Rewrite the records below, replacing every "field scouting" with "crop survey" and keeping everything else the same.

[Stored entries]
+-------+

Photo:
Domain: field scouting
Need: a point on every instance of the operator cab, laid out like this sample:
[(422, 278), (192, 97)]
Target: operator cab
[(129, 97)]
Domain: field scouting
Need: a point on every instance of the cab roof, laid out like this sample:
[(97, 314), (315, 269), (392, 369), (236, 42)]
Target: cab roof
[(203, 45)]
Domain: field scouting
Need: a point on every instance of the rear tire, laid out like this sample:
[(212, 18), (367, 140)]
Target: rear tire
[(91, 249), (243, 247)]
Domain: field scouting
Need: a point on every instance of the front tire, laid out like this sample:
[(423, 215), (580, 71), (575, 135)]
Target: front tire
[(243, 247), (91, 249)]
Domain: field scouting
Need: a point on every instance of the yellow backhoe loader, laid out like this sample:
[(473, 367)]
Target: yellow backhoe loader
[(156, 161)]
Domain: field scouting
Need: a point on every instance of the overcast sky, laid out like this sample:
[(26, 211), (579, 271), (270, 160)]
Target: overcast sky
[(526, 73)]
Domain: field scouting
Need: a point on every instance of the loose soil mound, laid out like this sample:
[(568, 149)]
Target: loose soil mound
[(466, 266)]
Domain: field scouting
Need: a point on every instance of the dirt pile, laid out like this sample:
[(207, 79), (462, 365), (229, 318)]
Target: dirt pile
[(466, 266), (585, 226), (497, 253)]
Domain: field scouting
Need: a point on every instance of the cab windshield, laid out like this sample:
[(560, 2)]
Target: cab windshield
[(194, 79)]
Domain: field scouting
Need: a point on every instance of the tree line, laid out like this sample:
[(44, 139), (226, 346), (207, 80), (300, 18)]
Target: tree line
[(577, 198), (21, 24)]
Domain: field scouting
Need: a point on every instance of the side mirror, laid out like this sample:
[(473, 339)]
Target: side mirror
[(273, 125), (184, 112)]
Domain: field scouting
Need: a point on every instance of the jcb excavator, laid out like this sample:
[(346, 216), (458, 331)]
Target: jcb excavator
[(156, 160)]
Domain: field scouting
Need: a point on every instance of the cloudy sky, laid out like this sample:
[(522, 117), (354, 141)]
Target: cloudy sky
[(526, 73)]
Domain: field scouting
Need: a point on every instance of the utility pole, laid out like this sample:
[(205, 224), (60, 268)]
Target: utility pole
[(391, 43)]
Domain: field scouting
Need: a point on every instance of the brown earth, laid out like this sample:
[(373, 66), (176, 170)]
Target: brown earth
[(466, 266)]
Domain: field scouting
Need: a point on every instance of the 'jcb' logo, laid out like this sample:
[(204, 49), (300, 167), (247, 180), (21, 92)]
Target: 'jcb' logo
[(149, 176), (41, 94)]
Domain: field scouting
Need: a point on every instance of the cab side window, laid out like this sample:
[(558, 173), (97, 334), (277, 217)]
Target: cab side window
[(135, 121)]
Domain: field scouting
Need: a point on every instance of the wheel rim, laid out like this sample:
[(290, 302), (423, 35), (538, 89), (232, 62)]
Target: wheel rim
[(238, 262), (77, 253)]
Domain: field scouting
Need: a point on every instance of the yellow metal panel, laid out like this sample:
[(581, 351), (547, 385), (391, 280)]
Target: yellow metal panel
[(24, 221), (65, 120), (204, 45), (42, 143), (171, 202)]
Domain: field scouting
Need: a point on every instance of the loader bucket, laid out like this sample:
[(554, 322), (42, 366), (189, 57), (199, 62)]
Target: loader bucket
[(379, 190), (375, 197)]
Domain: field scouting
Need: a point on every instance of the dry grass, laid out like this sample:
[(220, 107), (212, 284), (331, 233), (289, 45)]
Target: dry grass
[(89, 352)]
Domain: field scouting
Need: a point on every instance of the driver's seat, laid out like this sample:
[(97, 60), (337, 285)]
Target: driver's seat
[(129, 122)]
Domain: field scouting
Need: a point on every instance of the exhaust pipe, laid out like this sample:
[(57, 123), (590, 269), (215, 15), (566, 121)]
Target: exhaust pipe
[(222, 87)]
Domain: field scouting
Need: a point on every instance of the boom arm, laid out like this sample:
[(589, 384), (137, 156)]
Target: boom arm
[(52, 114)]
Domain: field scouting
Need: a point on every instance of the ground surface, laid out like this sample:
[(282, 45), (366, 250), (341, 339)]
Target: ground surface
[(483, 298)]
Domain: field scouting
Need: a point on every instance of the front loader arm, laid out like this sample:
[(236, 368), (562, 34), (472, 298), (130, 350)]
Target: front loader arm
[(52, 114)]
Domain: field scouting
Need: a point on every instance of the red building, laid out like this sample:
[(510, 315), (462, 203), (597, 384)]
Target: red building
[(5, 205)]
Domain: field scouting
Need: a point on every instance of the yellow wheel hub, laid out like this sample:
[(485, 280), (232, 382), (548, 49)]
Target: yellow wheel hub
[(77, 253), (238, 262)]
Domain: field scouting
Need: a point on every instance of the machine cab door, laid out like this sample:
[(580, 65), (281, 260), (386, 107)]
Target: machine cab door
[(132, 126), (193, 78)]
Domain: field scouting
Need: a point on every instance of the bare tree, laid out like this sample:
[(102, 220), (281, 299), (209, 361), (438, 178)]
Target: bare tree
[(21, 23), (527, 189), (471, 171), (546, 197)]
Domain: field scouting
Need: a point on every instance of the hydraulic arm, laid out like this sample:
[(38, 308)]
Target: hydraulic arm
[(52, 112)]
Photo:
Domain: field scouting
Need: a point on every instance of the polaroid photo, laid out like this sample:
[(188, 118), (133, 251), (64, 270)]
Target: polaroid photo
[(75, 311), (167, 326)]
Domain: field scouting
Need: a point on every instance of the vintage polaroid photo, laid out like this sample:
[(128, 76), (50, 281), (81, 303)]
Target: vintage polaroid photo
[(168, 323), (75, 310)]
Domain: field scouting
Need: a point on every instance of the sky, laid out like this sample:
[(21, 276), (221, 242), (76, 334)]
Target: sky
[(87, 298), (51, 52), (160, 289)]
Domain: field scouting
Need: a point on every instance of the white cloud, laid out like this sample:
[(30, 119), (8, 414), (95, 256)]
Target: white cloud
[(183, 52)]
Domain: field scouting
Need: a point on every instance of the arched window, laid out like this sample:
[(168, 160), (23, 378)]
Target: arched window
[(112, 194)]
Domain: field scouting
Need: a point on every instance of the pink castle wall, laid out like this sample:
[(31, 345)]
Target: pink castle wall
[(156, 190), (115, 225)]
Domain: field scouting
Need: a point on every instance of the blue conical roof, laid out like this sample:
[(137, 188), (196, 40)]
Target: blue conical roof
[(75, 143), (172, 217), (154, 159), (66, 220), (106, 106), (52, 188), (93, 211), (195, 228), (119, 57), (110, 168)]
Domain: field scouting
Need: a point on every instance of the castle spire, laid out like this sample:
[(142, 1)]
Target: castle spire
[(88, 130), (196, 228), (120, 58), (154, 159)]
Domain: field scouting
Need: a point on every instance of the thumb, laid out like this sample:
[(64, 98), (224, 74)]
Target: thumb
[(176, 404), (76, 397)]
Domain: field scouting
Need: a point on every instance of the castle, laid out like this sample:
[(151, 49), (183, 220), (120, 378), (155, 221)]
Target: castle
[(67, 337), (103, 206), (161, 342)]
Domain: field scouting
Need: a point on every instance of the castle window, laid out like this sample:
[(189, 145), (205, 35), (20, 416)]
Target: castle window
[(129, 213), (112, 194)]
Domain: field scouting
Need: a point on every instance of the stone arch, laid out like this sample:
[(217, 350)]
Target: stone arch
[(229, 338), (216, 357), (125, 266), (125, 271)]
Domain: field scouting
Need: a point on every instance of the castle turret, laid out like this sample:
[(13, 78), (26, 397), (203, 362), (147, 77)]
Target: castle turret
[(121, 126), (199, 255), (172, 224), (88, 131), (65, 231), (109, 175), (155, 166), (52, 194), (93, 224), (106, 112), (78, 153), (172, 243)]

+-------+

§ **Exercise response**
Photo:
Domain: crop survey
Need: a point on every instance of the operator cab, laid out like this sample:
[(422, 278), (192, 97)]
Target: operator cab
[(129, 97)]
Domain: crop survey
Need: a point on every instance of the cab roof, laid out like this sample:
[(97, 314), (315, 269), (392, 369), (236, 42)]
Target: cab roof
[(203, 45)]
Domain: crop survey
Need: a point on every instance of the rear tire, laid out like this sample:
[(212, 18), (367, 140)]
Target: rear tire
[(91, 249), (243, 247)]
Domain: crop survey
Need: a point on every instance of the front tire, laid out like this sample:
[(423, 215), (580, 71), (575, 135)]
Target: front tire
[(243, 247), (91, 249)]
Domain: crop survey
Need: a point on every instance of the yellow backhoe loader, laid out like this sample:
[(473, 367)]
Target: yellow backhoe loader
[(156, 161)]
Domain: crop survey
Need: a point on every instance of the overcast sky, laid out like this sample:
[(26, 211), (579, 271), (270, 160)]
Target: overcast sky
[(526, 73)]
Domain: crop survey
Need: a point on every instance of the loose soil mound, laid out like this sample:
[(568, 149)]
Target: loose soil mound
[(466, 266)]
Domain: crop survey
Need: a point on every instance of the dirt pile, laid out like this sample:
[(207, 79), (462, 365), (229, 318)]
Target: dirt pile
[(466, 266), (585, 226), (497, 253)]
Domain: crop survey
Need: a point on every instance of the cab windshield, laid out like this sample:
[(560, 2)]
Target: cab windshield
[(194, 79)]
Domain: crop survey
Need: a point on every instance of the tree line, laid out like this sample:
[(44, 139), (226, 346), (207, 80), (300, 18)]
Target: tree line
[(577, 198), (21, 24)]
Domain: crop survey
Need: a point on every instance of the side mirror, laid out like this sample:
[(473, 339)]
Target: side mirror
[(273, 125), (184, 112)]
Domain: crop survey
Need: a point on every instance of the jcb excavator, laid out like this sample:
[(346, 216), (458, 331)]
Target: jcb excavator
[(156, 160)]
Domain: crop survey
Need: a point on every instance of the cloudy sky, laid out like this sample:
[(522, 117), (354, 141)]
Target: cloudy sky
[(526, 73)]
Domain: crop survey
Need: a point on every instance of the utility pole, laid out like this sample:
[(205, 224), (60, 268)]
Target: utility pole
[(391, 43)]
Domain: crop survey
Need: a point on every instance of the brown earth, laid out like this sample:
[(373, 66), (176, 170)]
Target: brown earth
[(466, 266)]
Domain: crop survey
Need: a point on every instance of the 'jcb' logo, laid out like this sample:
[(204, 49), (300, 167), (247, 180), (21, 92)]
Target: 'jcb' logo
[(149, 176), (41, 94)]
Domain: crop survey
Need: a point on every instance of the cab side window, laid out like this sample:
[(558, 173), (97, 334), (277, 217)]
Target: cab side window
[(135, 121)]
Domain: crop survey
Need: a point on every instance of the wheel rim, laid out like this sample:
[(290, 302), (423, 35), (538, 89), (232, 62)]
Target: wheel rim
[(238, 262), (77, 253)]
Domain: crop survey
Need: a point on every instance of the yellow metal panel, laid out like this sample:
[(581, 351), (547, 385), (391, 280)]
Target: yellow metal panel
[(24, 221), (65, 120), (204, 45), (42, 143), (171, 202)]
Domain: crop survey
Need: a point on every instance of the loader bucket, laid out like this sample:
[(554, 322), (42, 366), (189, 57), (199, 62)]
Target: loader bucket
[(379, 190), (375, 197)]
Domain: crop survey
Need: a point on every instance of the dry grass, laid out like this sample:
[(220, 107), (212, 284), (331, 233), (289, 45)]
Target: dry grass
[(89, 352)]
Domain: crop survey
Need: a point on every instance of the driver's seat, laid out like this sample:
[(97, 60), (337, 285)]
Target: driver's seat
[(129, 122)]
Domain: crop survey
Need: a point on every instance of the exhaust pipe, laid out like this sample:
[(57, 123), (590, 269), (215, 15), (566, 121)]
Target: exhaust pipe
[(222, 87)]
Domain: crop survey
Need: a point on every instance of the boom arm, laid out like this sample:
[(589, 384), (137, 156)]
Target: boom arm
[(52, 114)]
Domain: crop survey
Need: a point on every instance of the ground surface, laid out like this sample:
[(282, 45), (366, 250), (341, 339)]
Target: ground surface
[(483, 298)]
Domain: crop survey
Need: a point on every instance of the front loader arm, laid out like this sample:
[(236, 368), (562, 34), (472, 298), (130, 350)]
Target: front loader arm
[(52, 114)]
Domain: crop survey
Need: a point on every instance of the red building, laid out like this sample:
[(510, 315), (462, 203), (597, 384)]
Target: red building
[(5, 205)]
Domain: crop survey
Need: a point on every instance of the yellow wheel hub, laid out like this sample:
[(485, 280), (232, 382), (548, 49)]
Target: yellow wheel hub
[(77, 253), (238, 262)]
Domain: crop survey
Need: a point on every instance of the machine cab door, laid out like this sample:
[(580, 65), (281, 260), (386, 107)]
Target: machine cab door
[(132, 126), (193, 78)]
Domain: crop survey
Need: a point on every instance of the bare tree, laid out like this sample:
[(102, 220), (281, 299), (209, 361), (438, 178)]
Target: bare tree
[(21, 23), (527, 189), (471, 171), (546, 197)]
Domain: crop survey
Need: a point on every instance of the hydraulic arm, laid out like this sample:
[(38, 308)]
Target: hydraulic arm
[(52, 112)]
Photo:
Domain: crop survey
Need: a point on every instance of the polaroid photo, laid out like this sample:
[(188, 118), (133, 251), (64, 270)]
Target: polaroid photo
[(75, 311), (167, 326)]
Domain: crop survey
Need: a point on every instance of the vintage polaroid photo, laid out like this sample:
[(128, 76), (50, 281), (81, 303)]
Target: vintage polaroid photo
[(168, 323), (75, 310)]
Domain: crop survey
Need: a point on every instance of the sky, laid out like this sample:
[(21, 276), (221, 242), (76, 334)]
Target: sky
[(87, 298), (51, 52), (160, 289)]
Domain: crop survey
Need: a point on every instance of the white cloud, laid out like this sample:
[(30, 119), (8, 414), (95, 256)]
Target: white cloud
[(183, 52)]
Domain: crop survey
Need: a point on every instance of the arched window, laid out like this sample:
[(168, 160), (23, 378)]
Target: arched window
[(112, 194)]
Domain: crop survey
Need: a point on every instance of the pink castle wall, laid out like this sample:
[(31, 345)]
Target: pink castle wall
[(156, 190), (115, 225)]
Domain: crop survey
Need: a point on every instance of the blue conical roof, laid out like this sample:
[(137, 188), (196, 40)]
Target: blue conical roof
[(75, 143), (172, 217), (154, 159), (66, 220), (106, 106), (52, 188), (93, 211), (195, 228), (119, 57), (110, 168)]
Domain: crop survey
Need: a point on every instance of the castle spire, laid out like this sample:
[(142, 1)]
Target: castle spire
[(88, 130), (196, 228), (120, 58), (154, 159)]
Domain: crop survey
Need: a point on every instance of the thumb, laid out like this sample:
[(64, 98), (224, 74)]
Target: thumb
[(176, 404), (76, 397)]
Domain: crop survey
Need: a point on every instance of the castle, laid out like this sample:
[(151, 49), (183, 220), (120, 378), (155, 221)]
Target: castle
[(67, 337), (103, 206), (161, 342)]
Domain: crop survey
Need: a point on every instance of the castle window, laid out like this sample:
[(189, 145), (205, 35), (20, 416)]
Target: castle window
[(129, 213), (112, 194)]
Domain: crop survey
Need: a point on every instance of the stone arch, laid out like this sample:
[(217, 350)]
Target: stone arch
[(229, 338), (216, 357), (125, 266), (125, 271)]
Domain: crop survey
Need: a point on every instance of the castle turret, laid out like this sample:
[(13, 78), (26, 397), (203, 362), (147, 77)]
Target: castle turret
[(121, 126), (199, 255), (172, 224), (88, 131), (65, 231), (109, 175), (155, 166), (52, 194), (93, 224), (106, 112), (78, 153), (172, 243)]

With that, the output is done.